**Source:**
-- start --
How has public debt evolved in India historically?
In 1951, Indian general (Centre plus State) public debt was approximately 18.5 per cent of GDP, rose steadily to about 39 per cent till 1972, and then fell sharply to 26 per cent in 1975. It plateaued till the mid–1990s, averaging 32 per cent between 1975–1996. After 1996, general debt-GDP ratio shot up to 57 per cent in 2005, (a rise of about 26 per cent points in nine years), falling to about 50 per cent in 2011 and then rising back to 57 per cent in 2018.
How has public debt evolved in India in the post-liberalisation period?
In the decade following the 1991 liberalisation, general debt-GDP ratio stayed constant till 2000 averaging 34 per cent close to the average (30 per cent) between 1950–1990. Post-2003, due to the Fiscal Responsibility Budgetary Management (FRBM) Act of 2003 and
the high growth years (2003–2009), the debt-GDP ratio declined marginally to 52 per cent in 2009. While the share of the general debt-GDP from 2004–2018 has been relatively constant and has averaged 54 per cent, there has been a larger decline in the total liabilities owing to a decline in the proportion of liabilities in the public account. Since the Great Financial Crisis (GFC), between 2009–2018, the general debt-GDP ratio has averaged 53 per cent.
In recent research (see https://www.isid.ac.in/Rs cghate/DG_WP_2020.pdf), we assemble a novel dataset with consistently defined aggregate annual components of Indian public debt from 1951 to 2018. We also assemble granular Centre-State security level data from 2000 to 2018. (The results from the security level will be discussed in Part 2 of this article). We use a Hall-Sargent debt decomposition framework to quantify the extent to which inflation, real GDP growth, nominal interest rates and the primary deficit/surplus explain the historical evolution of Indian public debt-dynamics. While inflation, the growth rate and the primary surplus help reduce the debt-GDP ratio, the nominal interest rate and primary deficit add to it. The decomposition allows us to understand which of these factors drove the evolution of public debt historically and in the post-liberalisation era.
As summarised in the table, since 1963, the largest increase in public debt happened during 1999–2008, when public debt exploded from 33 per cent to 52 per cent. This surge was primarily due to the 1995 5th Pay Commission awards, which were later implemented by the States. We also find that inflation’s largest impact on eroding public debt (41.8 per cent) happened in the 2008–2018 period because of the high inflation rates during 2009–2014 (averaging about 10 per cent). In the 1990-1999 sub-period, when debt-GDP declined by 2.5 per cent points, inflation’s impact on this change was also fairly large (30.5 per cent), with growth and inflation cumulatively decreasing debt-GDP by close to 45 per cent (30.5 per cent + 14.5 per cent). Somewhat worryingly though, over the sixty-year period that our sample covers, inflation’s contribution to lowering public debt has successively become larger across time periods suggesting that debt liquidation by inflation has been a dominant force historically. GDP growth exerts a strong downward influence on public debt in both the 1999-2008 (pre-GFC period) as well as the 2008-2018 (post-GFC period). The primary deficit’s largest impact on the debt-GDP ratio happens in the eighties, 1981-1990. This was because fiscal policy was loose throughout much of the eighties.
-- end --
**Supplied records:**
-- start --
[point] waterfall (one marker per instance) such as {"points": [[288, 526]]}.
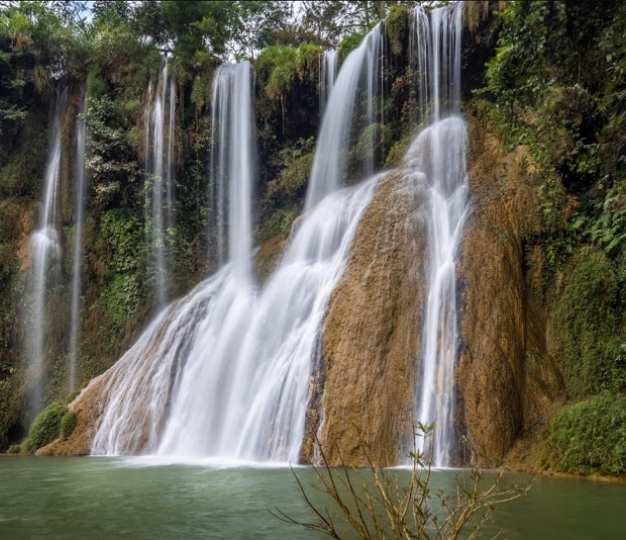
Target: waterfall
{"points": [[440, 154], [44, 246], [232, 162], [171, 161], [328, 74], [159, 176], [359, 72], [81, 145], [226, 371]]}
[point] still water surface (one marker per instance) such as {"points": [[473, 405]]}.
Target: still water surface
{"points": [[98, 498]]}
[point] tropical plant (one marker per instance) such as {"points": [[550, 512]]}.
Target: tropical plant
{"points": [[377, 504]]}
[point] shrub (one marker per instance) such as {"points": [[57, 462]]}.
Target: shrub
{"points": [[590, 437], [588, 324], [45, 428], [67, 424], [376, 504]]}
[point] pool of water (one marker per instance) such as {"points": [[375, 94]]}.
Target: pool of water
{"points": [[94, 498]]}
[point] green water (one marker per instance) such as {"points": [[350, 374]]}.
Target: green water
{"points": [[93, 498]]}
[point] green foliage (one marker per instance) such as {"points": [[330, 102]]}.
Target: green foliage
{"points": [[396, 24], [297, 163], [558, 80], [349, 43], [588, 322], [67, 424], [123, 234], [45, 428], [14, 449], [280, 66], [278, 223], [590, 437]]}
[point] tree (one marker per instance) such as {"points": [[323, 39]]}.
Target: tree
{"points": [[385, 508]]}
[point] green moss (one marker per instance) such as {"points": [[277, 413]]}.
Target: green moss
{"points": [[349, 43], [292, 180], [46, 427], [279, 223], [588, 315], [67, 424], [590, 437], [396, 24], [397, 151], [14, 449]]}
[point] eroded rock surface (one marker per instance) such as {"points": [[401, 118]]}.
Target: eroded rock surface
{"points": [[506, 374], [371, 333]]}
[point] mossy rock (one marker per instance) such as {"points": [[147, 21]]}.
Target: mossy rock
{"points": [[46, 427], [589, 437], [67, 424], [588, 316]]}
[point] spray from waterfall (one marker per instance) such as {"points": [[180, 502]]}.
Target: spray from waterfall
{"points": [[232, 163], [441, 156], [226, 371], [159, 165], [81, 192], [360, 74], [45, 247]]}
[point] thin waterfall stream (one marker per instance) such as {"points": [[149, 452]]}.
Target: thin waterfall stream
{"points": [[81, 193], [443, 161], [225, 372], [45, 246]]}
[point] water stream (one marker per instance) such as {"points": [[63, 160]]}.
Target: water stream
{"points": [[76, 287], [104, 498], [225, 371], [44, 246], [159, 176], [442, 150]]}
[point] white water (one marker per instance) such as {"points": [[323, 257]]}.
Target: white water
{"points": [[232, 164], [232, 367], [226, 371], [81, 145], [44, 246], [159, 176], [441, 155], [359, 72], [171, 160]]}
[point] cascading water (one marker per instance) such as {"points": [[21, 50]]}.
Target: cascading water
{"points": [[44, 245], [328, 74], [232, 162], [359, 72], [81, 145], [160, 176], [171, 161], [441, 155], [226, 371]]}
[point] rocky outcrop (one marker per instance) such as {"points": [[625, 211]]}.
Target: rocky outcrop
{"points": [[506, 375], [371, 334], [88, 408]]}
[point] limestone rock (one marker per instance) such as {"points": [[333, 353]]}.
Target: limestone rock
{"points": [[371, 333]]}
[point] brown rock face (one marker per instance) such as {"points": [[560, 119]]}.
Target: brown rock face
-- end --
-- start --
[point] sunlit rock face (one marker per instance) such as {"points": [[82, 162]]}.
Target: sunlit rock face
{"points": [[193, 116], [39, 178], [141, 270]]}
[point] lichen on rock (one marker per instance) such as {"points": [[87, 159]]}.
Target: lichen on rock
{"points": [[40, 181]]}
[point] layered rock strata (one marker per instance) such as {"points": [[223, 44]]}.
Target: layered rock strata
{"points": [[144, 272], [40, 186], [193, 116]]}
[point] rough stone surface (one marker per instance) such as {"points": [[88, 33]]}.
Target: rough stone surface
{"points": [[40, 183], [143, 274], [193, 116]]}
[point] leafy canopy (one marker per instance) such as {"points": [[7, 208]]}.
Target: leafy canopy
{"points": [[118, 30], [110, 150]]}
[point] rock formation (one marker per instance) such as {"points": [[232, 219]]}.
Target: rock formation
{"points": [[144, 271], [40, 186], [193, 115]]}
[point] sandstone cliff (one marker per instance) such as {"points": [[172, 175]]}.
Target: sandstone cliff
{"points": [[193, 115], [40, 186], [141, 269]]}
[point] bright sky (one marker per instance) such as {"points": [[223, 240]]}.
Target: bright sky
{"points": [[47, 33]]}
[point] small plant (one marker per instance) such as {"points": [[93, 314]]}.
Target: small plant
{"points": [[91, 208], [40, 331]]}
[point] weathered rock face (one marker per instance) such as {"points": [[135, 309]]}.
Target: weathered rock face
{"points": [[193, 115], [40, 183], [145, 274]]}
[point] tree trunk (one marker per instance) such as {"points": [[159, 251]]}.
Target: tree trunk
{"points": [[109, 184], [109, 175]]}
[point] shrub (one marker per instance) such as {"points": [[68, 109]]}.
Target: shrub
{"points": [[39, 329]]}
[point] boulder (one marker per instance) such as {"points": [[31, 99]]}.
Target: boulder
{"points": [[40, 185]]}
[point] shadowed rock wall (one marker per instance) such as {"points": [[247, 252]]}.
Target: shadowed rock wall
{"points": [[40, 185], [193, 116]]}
-- end --
**Problems and tasks:**
1. Reproduce word for word everything in the passage on Indian public debt from "In 1951, Indian" down to "cent in 2018.".
2. Write the next part of the piece on the history of Indian public debt, picking up after its final sentence.

**Results for each task:**
1.
In 1951, Indian general (Centre plus State) public debt was approximately 18.5 per cent of GDP, rose steadily to about 39 per cent till 1972, and then fell sharply to 26 per cent in 1975. It plateaued till the mid–1990s, averaging 32 per cent between 1975–1996. After 1996, general debt-GDP ratio shot up to 57 per cent in 2005, (a rise of about 26 per cent points in nine years), falling to about 50 per cent in 2011 and then rising back to 57 per cent in 2018.

2.
How did macroeconomic reforms affect the debt-GDP ratio?
We consider three reforms: The dismantling of administered interest rates (a process that culminated in 1997), the FRBM Act of 2003, and the adoption of (de-facto) inflation targeting from 2014. The dismantling of administered interest rates should have contributed to instilling a lower interest rate regime in the economy. This is, however, not borne out in the analysis. The contribution of nominal interest rates to the change in the debt-GDP ratio rises to 32.3 per cent between 1997-2018 compared to 25.3 per cent in 1959-1997.
Around the implementation of the FRBM, we find that the primary deficit’s contribution to the change in the debt-GDP between 1991-2003 was 20.9 per cent compared to 10.8 per cent in the period after the implementation of the Act (2003-2018). Decomposing this period annually, we find, however, that while the contribution of the primary deficit to the change in the debt-GDP ratio fell till about 2008, it began to rise between 2008-2018. This suggests a mixed record of the FRBM in curbing India’s debt-GDP ratio in the post-liberalisation period.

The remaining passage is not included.